Text to read –
Appendix 1: The environmental capacity of streets

Residential access streets

3

Traffic in residential streets affects the environment in various ways— through noise, fumes, or vibration, for example—but perhaps the most crucial aspect is the danger that arises for people who wish to cross the street. Statistics show that 80% of all fatal and serious accidents to pedestrians are connected with the act of crossing the road. The possibility we have explored is that the environmental capacity of a street could be assessed, for practical purposes, by the ease with which the street can be crossed by pedestrians, and that if this crucial condition could be satisfied, then it is likely that needs relating to noise and fumes would also be satisfied.

4

We are considering, of course, the kind of street which lies within an environmental area, and where, in consequence, the general premise must be that the pedestrian has a large measure of freedom, including the freedom to cross the road whenever and wherever he pleases. This amounts to a further definition of a residential access road, for if the canalised or controlled crossing of pedestrians is required, then the presumption is that the road is no longer strictly an access road.

5

In effect this approach amounts to defining the acceptable level of risk for the act of crossing the road. Conditions vary so enormously that it is not possible, by studying accident statistics, to say simply that a street of this or that width, carrying this or that amount of traffic, is safe or unsafe. But there is the possibility that the level of risk might be measured by the delay to which a pedestrian is subjected when he desires to cross the road. A person only delays making his crossing if, in his judgement, he might be hit by an approaching vehicle. It is a reasonable assumption that the longer he is delayed the more he is likely to 'take chances' and so reduce his margin of safety.

6

The delay the pedestrian suffers is occasioned of course by his having to wait for a gap in the traffic. The unimpeded movement of vehicles past a point corresponds closely to a random series of events, and the occurrence of suitable gaps can be established by probability theory. The average delay for pedestrians (i.e. for those who are delayed as well as those who are not) will depend first upon the volume of traffic (the greater the volume the greater the delay), and secondly upon the width of the road (the wider the road the longer it takes to cross and hence a longer gap is required between successive vehicles). These variables can be expressed graphically. The right hand side of Fig. 1 shows the relationship between traffic flows on carriage-ways of various widths and the average delays to all crossing pedestrians. The left hand side of the diagram shows the relationship between the average delay to all pedestrians and the proportion of the total pedestrians who actually do experience delay.

7

It will be noted from the left hand side of this diagram that when 50% of pedestrians are liable to experience delay the average delay to all is about two seconds. The corresponding average delay to those who are actually delayed would in this case amount to 4 seconds. It is generally considered that, at about this point, the pedestrian’s freedom to cross the road anywhere he pleases in accordance with his own judgement needs to be curtailed, and that canalisation of pedestrians onto some kind of controlled crossing is required. We think that an average delay to all crossing pedestrians of two seconds may be taken as a very rough guide to the border-line between acceptable and unacceptable conditions. Any greater delay would imply that most people (more than 50%) would have to adapt their movements, to give way to motor vehicles—a situation clearly not compatible with the idea of an environmental area. It will be seen that in relation to a 22 ft. carriageway the borderline traffic flow (or, in other words, the environmental capacity) is about 250 p.c.u. per hour. It will also be seen that in relation to, say, a 30 ft. carriageway the environmental capacity is about 130 p.c.u. per hour, and thus the unexpected fact emerges that the narrower carriageway will enable more traffic to pass for the same level of risk to pedestrians.

Set of tasks –
a. From the appendix on the environmental capacity of streets, list each distinct value of time, carriageway width, or traffic flow stated in paragraph 7.
b. Write the next part of the appendix on the environmental capacity of streets, picking up right after its final sentence.

Data block –
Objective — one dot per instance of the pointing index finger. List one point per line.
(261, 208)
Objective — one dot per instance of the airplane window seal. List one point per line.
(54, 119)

Written answers –
a. two seconds; 4 seconds; 22 ft.; 30 ft.; 250 p.c.u. per hour; 130 p.c.u. per hour

b.
8

This is, at best, a very approximate definition of the environmental capacity. In practice much would depend upon the kind of pedestrians involved in the act of crossing the road. Thus young children and old people are more vulnerable than others, largely through sheer heedlessness, and if these constituted a large part of the pedestrian movement, then the borderline would need to be adjusted to a lower volume of traffic. A refinement of the definition of environmental capacity may therefore be obtained by classifying streets according to the vulnerability of the pedestrians who cross at any specified period of the day. For our investigation we defined three categories: (i) streets with over 50% of particularly vulnerable pedestrians (old and young, mothers with prams, etc.), (ii) streets with 20% to 50% of vulnerable pedestrians, and (iii) streets with less than 20%.

9

The definition of environmental capacity would also depend in practice upon the physical conditions and layout of the street concerned. Some streets would offer a better level of protection than others by reason perhaps of better visibility for drivers, fewer parked cars, fewer side entrances, better continuity of footpaths, safer pedestrian access to dwellings, etc. For this purpose streets can be classified into three groups according to whether they offer high, medium or low levels of protection. In the Table which appears later in this Appendix we refer to these as Types A, B and C respectively.

10

Although we have so far confined this analysis strictly to the pedestrian who seeks to cross the road, in practice the definition of environmental capacity would also be bound to depend on the general level of pedestrian activity in the street, especially on the numbers of children.

11

Thus there are three main refinements to be applied to the crude definition of environmental capacity—the vulnerability of crossing pedestrians, the physical conditions, and the general level of pedestrian activity. In order to explore the practical effect of these variables we studied some 50 actual examples of residential streets with traffic flows varying from 10 to 1500 p.c.u. per hour. We were able to distinguish immediately the cases where conditions were obviously acceptable or unacceptable (the latter generally being cases where noise or severance by traffic were so great that no consideration of other factors was needed) but we were left with a residue of marginal cases. In order to sort out these marginal cases we applied a ‘scoring’ system somewhat similar to that employed in the cost-benefit analysis described in Appendix 2. We then calculated the theoretical proportion of crossing pedestrians who would be delayed by the traffic in each particular case, and classified each street into the three classes of ’vulnerability’ (para. 8 above) and into the three classes of ‘level of protection’ (para. 9 above). Then, for the nine possible combinations of ‘vulnerability’ and ‘level of protection’ we reached a judgement as to the proportion of pedestrians for whom delay in crossing appeared to be acceptable. The results of this are shown in Table 1.

Table 1: Maximum percentage of pedestrians for whom delay is acceptable in crossing various types of residential access streets.

Level of Vulnerability	Level of protection
	Type A (High)	Type B (Medium)	Type C (Low)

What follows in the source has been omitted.